### WORK ITEM
Nothing in the records may change when you print them out again.

### EXCERPTED DATA

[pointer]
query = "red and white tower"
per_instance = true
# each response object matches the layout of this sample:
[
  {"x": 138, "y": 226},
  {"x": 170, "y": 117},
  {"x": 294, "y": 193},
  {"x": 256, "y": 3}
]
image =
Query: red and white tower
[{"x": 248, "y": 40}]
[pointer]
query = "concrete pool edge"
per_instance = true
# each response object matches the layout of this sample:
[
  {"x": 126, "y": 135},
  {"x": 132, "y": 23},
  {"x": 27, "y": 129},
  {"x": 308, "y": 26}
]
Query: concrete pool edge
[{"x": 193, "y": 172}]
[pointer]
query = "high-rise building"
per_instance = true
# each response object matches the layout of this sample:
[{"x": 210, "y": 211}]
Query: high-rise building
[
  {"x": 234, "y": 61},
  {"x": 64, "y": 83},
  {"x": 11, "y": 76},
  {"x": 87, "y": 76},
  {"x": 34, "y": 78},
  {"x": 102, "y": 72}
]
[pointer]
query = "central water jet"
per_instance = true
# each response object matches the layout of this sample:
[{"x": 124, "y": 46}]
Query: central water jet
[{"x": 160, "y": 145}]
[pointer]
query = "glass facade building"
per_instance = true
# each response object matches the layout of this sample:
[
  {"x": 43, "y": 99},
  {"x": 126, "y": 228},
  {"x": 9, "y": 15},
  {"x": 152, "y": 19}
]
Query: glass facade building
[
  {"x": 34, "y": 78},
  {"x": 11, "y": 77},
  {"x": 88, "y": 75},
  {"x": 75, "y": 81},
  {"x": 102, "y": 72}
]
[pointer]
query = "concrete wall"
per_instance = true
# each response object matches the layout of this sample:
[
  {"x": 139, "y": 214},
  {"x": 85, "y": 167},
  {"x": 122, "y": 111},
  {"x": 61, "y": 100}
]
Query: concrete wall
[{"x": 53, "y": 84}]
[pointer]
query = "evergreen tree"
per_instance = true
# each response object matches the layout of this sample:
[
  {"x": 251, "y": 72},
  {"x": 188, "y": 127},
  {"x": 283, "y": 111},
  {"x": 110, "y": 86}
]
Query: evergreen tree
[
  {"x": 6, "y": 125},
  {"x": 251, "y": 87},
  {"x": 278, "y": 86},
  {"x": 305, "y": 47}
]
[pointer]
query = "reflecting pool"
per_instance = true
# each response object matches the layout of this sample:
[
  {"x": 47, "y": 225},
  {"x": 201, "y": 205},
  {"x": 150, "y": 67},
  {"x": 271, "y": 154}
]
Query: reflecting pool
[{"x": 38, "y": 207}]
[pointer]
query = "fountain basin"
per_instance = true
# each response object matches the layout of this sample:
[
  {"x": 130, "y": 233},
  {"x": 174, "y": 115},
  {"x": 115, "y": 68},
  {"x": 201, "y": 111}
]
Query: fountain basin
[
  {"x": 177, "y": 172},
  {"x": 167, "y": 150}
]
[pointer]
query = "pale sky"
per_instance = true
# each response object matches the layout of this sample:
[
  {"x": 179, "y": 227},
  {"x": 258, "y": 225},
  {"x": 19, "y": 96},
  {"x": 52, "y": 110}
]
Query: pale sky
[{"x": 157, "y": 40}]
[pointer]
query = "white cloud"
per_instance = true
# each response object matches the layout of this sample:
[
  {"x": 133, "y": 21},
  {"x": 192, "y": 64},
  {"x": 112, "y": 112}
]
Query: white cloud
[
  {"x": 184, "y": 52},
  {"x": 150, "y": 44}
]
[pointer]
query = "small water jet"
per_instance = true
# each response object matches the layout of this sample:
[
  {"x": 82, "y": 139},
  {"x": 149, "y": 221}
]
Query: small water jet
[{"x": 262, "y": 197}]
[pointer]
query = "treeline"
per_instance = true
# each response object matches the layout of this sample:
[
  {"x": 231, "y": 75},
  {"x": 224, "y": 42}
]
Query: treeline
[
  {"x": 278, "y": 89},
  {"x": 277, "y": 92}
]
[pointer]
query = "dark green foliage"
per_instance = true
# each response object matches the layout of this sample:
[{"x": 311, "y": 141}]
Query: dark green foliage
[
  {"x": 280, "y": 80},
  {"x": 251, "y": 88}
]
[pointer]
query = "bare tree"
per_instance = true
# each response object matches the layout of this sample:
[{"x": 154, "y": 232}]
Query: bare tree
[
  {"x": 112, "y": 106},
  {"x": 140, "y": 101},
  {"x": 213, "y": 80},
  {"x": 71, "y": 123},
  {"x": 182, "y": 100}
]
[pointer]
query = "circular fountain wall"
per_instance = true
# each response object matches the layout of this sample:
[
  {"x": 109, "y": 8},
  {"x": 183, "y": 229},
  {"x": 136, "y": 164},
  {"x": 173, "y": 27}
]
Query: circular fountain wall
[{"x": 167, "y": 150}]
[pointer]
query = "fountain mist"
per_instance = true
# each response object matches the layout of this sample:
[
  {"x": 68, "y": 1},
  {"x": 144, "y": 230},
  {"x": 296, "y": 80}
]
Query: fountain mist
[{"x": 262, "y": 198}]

### ANSWER TO THIS EXERCISE
[pointer]
query = "red and white tower"
per_instance = true
# each response object matches the layout of this sample:
[
  {"x": 138, "y": 226},
  {"x": 170, "y": 117},
  {"x": 294, "y": 193},
  {"x": 256, "y": 3}
]
image =
Query: red and white tower
[{"x": 248, "y": 40}]
[pointer]
query = "concrete pool edge"
per_instance = true
# each response object matches the layout of this sample:
[
  {"x": 126, "y": 135},
  {"x": 132, "y": 23},
  {"x": 27, "y": 129},
  {"x": 308, "y": 26}
]
Query: concrete pool edge
[{"x": 193, "y": 172}]
[pointer]
query = "high-rise building"
per_instance = true
# each response object matches the layout of this sample:
[{"x": 210, "y": 211}]
Query: high-rise building
[
  {"x": 234, "y": 61},
  {"x": 64, "y": 83},
  {"x": 11, "y": 76},
  {"x": 87, "y": 76},
  {"x": 34, "y": 78},
  {"x": 102, "y": 72}
]
[pointer]
query = "central water jet"
per_instance = true
# each response object matches the layout of this sample:
[{"x": 124, "y": 46}]
Query: central water jet
[{"x": 160, "y": 145}]
[pointer]
query = "glass facade building"
per_instance = true
# each response object matches the layout of this sample:
[
  {"x": 43, "y": 99},
  {"x": 126, "y": 228},
  {"x": 9, "y": 15},
  {"x": 152, "y": 19}
]
Query: glass facade building
[
  {"x": 34, "y": 78},
  {"x": 11, "y": 77},
  {"x": 88, "y": 75},
  {"x": 75, "y": 81},
  {"x": 102, "y": 72}
]
[pointer]
query = "concrete wall"
per_instance = true
# each response object matches the layout of this sample:
[
  {"x": 139, "y": 214},
  {"x": 85, "y": 167},
  {"x": 122, "y": 111},
  {"x": 61, "y": 100}
]
Query: concrete wall
[{"x": 53, "y": 84}]
[pointer]
query = "evergreen tree"
per_instance = true
# each response object matches the layout of this sample:
[
  {"x": 251, "y": 72},
  {"x": 188, "y": 127},
  {"x": 283, "y": 111},
  {"x": 110, "y": 86}
]
Query: evergreen tree
[
  {"x": 6, "y": 125},
  {"x": 251, "y": 87},
  {"x": 278, "y": 86},
  {"x": 305, "y": 47}
]
[pointer]
query = "reflecting pool"
per_instance = true
# each response object matches the layout of this sample:
[
  {"x": 47, "y": 225},
  {"x": 201, "y": 205},
  {"x": 150, "y": 67},
  {"x": 271, "y": 154}
]
Query: reflecting pool
[{"x": 38, "y": 207}]
[pointer]
query = "fountain basin"
per_instance = true
# each response object matches the layout of this sample:
[
  {"x": 130, "y": 233},
  {"x": 174, "y": 115},
  {"x": 115, "y": 68},
  {"x": 201, "y": 111}
]
Query: fountain basin
[
  {"x": 177, "y": 172},
  {"x": 167, "y": 150}
]
[pointer]
query = "pale sky"
per_instance = true
# each response object matches the layout of this sample:
[
  {"x": 179, "y": 227},
  {"x": 258, "y": 225},
  {"x": 19, "y": 96},
  {"x": 52, "y": 110}
]
Query: pale sky
[{"x": 157, "y": 40}]
[pointer]
query = "white cloud"
per_instance = true
# each response object matches the layout of this sample:
[
  {"x": 133, "y": 21},
  {"x": 192, "y": 64},
  {"x": 112, "y": 112}
]
Query: white cloud
[
  {"x": 184, "y": 52},
  {"x": 150, "y": 44}
]
[pointer]
query = "small water jet"
per_instance = true
# each response object matches the layout of this sample:
[
  {"x": 82, "y": 139},
  {"x": 149, "y": 221}
]
Query: small water jet
[{"x": 262, "y": 197}]
[pointer]
query = "treeline"
per_instance = true
# each response object matches the layout of this sample:
[
  {"x": 231, "y": 75},
  {"x": 224, "y": 42}
]
Query: treeline
[
  {"x": 278, "y": 89},
  {"x": 277, "y": 92}
]
[pointer]
query = "dark green foliage"
per_instance = true
# each response object matches the layout of this sample:
[{"x": 311, "y": 141}]
Query: dark green foliage
[
  {"x": 280, "y": 80},
  {"x": 251, "y": 88}
]
[pointer]
query = "bare tree"
per_instance = true
# each response object matches the layout of this sample:
[{"x": 154, "y": 232}]
Query: bare tree
[
  {"x": 112, "y": 106},
  {"x": 140, "y": 101},
  {"x": 213, "y": 80},
  {"x": 71, "y": 123},
  {"x": 182, "y": 100}
]
[pointer]
query = "circular fountain wall"
per_instance = true
# each response object matches the layout of this sample:
[
  {"x": 109, "y": 8},
  {"x": 183, "y": 229},
  {"x": 136, "y": 164},
  {"x": 173, "y": 27}
]
Query: circular fountain wall
[{"x": 167, "y": 150}]
[pointer]
query = "fountain mist"
per_instance = true
# each response object matches the layout of this sample:
[
  {"x": 68, "y": 1},
  {"x": 144, "y": 230},
  {"x": 296, "y": 80}
]
Query: fountain mist
[{"x": 262, "y": 198}]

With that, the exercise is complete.